[start]
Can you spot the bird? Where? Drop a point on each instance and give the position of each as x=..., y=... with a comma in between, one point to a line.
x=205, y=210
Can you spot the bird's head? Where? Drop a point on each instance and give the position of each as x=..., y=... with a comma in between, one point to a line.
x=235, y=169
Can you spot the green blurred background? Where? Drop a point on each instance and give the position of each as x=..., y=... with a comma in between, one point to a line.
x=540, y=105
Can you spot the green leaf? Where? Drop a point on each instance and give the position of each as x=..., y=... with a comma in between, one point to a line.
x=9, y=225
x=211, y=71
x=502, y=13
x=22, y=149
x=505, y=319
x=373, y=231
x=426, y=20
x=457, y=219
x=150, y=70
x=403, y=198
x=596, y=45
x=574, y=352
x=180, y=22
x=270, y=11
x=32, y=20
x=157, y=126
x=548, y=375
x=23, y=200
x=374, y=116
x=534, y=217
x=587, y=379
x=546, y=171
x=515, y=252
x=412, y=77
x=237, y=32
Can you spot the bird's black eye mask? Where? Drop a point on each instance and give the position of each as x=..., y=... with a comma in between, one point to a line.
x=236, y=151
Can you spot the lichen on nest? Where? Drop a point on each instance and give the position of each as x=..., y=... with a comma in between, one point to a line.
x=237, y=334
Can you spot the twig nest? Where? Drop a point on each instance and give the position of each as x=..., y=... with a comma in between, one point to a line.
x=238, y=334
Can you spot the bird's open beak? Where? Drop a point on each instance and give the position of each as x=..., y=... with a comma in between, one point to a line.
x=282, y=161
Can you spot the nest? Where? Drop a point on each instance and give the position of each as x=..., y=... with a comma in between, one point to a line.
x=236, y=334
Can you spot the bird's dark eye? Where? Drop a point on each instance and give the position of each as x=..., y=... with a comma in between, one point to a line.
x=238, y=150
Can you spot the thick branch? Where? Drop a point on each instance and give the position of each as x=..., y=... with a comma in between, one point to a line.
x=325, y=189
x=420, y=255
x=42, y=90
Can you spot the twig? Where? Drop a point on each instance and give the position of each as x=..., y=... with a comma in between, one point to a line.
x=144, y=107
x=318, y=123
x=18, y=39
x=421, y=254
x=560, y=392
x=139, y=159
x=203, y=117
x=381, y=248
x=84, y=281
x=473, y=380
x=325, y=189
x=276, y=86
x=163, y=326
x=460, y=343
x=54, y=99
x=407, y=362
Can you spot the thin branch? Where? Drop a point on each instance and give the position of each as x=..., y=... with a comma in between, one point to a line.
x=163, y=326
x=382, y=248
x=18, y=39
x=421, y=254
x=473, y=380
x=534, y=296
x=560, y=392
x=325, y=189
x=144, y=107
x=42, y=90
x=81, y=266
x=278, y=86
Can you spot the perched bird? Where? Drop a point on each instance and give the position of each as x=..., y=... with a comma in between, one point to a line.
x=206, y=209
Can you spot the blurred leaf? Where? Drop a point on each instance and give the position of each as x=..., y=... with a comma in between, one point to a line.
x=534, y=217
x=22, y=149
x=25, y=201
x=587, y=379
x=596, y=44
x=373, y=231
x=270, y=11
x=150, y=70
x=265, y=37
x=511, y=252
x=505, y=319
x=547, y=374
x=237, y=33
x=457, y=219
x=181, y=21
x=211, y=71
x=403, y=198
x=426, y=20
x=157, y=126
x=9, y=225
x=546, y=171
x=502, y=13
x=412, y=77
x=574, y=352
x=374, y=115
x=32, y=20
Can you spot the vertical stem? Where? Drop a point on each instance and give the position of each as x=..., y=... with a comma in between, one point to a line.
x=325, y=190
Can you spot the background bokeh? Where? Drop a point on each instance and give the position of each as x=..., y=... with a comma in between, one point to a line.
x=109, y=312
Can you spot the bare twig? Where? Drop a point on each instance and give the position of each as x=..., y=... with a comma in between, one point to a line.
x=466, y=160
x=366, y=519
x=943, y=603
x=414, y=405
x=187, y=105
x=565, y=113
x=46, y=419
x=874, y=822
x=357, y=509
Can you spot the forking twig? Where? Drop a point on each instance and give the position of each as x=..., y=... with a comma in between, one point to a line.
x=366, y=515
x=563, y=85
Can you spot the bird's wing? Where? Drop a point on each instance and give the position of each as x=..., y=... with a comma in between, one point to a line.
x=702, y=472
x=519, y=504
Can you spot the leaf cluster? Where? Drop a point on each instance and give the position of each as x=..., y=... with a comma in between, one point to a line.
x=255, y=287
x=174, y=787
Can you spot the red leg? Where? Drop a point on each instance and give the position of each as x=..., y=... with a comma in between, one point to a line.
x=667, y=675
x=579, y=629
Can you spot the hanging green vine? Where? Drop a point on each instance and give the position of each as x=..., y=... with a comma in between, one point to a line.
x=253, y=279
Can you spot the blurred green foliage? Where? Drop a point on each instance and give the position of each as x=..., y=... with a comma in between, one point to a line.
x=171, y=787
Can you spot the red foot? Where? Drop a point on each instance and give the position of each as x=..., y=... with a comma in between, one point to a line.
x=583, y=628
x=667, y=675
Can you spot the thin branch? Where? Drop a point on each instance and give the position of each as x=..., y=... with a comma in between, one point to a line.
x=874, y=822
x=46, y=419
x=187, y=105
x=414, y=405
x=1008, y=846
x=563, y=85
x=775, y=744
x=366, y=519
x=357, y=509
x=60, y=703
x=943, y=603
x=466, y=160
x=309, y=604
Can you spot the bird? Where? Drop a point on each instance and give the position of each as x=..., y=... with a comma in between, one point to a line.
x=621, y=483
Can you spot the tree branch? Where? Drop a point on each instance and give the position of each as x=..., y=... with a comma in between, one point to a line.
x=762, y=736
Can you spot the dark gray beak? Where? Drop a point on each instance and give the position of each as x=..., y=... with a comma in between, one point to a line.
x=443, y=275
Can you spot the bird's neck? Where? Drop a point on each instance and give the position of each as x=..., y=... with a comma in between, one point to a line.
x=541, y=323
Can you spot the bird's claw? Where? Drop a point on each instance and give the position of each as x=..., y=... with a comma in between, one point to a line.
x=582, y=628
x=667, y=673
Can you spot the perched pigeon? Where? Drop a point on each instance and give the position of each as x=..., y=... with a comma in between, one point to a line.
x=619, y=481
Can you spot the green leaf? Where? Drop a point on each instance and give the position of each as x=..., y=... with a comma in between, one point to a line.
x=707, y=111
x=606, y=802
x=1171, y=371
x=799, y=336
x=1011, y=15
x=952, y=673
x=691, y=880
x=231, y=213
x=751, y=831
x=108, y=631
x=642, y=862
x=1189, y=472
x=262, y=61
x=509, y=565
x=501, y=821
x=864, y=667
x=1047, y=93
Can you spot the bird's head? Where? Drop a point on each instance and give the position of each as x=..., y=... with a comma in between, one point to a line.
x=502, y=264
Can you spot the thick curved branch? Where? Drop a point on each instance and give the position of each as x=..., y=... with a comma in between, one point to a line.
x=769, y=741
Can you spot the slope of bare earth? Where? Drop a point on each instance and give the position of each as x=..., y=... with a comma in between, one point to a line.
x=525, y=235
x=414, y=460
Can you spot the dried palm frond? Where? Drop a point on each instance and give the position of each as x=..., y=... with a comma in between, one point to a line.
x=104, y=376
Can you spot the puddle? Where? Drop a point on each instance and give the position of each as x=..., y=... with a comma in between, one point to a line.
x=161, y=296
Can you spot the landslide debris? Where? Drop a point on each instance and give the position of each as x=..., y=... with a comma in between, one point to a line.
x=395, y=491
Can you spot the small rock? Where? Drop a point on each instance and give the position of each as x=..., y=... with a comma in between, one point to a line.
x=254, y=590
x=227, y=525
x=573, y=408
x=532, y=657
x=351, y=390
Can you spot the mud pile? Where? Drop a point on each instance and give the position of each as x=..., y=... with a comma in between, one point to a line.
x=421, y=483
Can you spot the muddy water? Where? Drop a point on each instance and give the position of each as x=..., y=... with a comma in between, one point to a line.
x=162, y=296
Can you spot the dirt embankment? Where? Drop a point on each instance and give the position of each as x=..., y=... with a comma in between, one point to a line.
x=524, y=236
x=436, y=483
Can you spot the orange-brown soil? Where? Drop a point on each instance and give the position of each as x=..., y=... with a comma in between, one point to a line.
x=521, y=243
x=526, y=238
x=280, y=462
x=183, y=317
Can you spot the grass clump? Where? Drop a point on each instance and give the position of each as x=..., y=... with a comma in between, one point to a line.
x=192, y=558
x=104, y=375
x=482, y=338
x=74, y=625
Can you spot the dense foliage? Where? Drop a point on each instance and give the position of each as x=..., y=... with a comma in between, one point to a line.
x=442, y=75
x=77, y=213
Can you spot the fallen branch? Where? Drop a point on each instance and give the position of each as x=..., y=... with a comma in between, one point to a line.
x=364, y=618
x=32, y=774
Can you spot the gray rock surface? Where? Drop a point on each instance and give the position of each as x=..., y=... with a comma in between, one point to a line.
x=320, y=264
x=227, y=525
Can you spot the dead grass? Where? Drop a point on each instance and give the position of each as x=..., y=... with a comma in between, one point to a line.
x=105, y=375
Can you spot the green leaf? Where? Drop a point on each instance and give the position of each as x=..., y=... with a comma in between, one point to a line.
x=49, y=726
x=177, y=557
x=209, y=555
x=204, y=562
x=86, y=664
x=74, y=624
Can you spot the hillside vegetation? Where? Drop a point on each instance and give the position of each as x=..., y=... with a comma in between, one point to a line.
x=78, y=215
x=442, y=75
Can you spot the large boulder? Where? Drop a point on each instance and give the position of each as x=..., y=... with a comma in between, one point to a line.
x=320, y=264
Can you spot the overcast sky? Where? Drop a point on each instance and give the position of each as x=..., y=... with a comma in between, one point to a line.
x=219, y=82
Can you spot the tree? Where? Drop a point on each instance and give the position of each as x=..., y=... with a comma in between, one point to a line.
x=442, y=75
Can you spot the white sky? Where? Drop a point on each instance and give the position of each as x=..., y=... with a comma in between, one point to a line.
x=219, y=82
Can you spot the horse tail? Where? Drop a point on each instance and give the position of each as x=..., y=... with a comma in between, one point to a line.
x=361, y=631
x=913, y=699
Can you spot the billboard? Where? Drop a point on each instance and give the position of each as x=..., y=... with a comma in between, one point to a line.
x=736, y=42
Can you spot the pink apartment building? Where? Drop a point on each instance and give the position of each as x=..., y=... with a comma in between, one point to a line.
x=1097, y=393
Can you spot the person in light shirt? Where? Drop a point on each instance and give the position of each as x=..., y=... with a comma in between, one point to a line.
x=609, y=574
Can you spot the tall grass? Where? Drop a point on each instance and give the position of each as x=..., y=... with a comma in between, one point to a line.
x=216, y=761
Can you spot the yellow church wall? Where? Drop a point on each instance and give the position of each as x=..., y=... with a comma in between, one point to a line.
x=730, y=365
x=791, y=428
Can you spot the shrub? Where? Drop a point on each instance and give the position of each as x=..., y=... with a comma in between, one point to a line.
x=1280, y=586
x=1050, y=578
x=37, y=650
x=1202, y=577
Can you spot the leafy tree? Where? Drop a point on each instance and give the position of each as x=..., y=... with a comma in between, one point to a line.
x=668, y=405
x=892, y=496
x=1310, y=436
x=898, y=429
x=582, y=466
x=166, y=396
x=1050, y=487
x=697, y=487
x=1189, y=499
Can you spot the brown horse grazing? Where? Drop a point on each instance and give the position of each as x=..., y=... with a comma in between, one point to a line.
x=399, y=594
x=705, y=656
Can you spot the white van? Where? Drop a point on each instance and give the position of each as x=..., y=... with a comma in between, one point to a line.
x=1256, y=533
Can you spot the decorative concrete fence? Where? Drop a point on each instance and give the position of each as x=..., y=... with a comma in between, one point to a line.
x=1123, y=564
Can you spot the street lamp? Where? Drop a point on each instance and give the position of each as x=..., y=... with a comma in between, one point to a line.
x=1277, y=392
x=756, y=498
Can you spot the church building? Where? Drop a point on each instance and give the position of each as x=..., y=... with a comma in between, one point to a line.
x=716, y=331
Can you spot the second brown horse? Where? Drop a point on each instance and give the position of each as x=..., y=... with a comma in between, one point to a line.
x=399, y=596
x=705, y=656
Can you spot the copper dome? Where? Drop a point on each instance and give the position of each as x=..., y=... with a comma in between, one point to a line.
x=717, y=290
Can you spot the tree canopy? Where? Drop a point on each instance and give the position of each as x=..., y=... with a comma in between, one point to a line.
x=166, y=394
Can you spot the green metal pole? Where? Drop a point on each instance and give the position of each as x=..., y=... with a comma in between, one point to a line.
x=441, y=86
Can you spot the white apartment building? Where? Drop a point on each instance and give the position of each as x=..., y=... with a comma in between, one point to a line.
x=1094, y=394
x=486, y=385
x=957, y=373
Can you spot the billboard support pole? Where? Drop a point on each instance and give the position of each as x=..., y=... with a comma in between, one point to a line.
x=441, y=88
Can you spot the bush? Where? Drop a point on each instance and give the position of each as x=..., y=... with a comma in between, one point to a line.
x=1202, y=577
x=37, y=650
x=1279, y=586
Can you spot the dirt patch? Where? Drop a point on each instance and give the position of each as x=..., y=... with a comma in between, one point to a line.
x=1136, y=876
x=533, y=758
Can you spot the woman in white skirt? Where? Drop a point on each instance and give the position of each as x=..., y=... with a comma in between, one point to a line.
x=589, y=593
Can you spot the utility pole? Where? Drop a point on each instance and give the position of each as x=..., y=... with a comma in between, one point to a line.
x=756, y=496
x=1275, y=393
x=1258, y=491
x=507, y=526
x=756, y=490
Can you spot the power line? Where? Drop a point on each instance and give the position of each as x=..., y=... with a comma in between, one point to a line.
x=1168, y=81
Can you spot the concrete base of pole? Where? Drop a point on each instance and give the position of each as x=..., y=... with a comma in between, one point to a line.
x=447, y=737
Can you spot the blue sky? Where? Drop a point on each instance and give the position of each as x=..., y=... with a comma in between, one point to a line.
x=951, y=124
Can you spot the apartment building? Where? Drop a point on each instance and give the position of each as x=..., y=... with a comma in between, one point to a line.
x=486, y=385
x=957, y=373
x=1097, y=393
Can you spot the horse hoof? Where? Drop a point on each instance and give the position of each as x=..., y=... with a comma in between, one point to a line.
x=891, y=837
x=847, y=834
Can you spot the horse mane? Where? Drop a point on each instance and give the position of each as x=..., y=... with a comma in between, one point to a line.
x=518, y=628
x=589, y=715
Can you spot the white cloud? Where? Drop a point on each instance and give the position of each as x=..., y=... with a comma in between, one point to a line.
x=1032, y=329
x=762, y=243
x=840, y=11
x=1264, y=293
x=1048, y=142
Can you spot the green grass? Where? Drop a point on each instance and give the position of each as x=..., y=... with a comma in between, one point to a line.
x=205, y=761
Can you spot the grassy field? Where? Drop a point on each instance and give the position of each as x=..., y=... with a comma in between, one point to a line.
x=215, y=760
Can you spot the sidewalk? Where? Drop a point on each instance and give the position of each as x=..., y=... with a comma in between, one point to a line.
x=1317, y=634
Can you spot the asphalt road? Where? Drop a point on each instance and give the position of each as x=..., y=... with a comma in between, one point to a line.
[end]
■ PROBLEM
Express the rows above as a two-column CSV with the header text,answer, starting at the beginning of the rows and ending at the line that contains "x=540, y=105". Give one CSV line per row, putting its text and its answer each in a single quoted field with line breaks turned into spaces.

■ PROBLEM SOLUTION
text,answer
"Can you spot the bird? Where? Drop a point on each instance and give the position of each as x=..., y=... with a comma in between, one point to a line.","x=205, y=210"
"Can you spot the bird's head? Where? Drop a point on each instance and give the position of each as x=..., y=... with a comma in between, one point to a line.","x=235, y=169"
"Can you spot the green blurred background? Where? Drop a point on each instance and give the position of each as x=..., y=... with a comma in between, one point to a line.","x=540, y=105"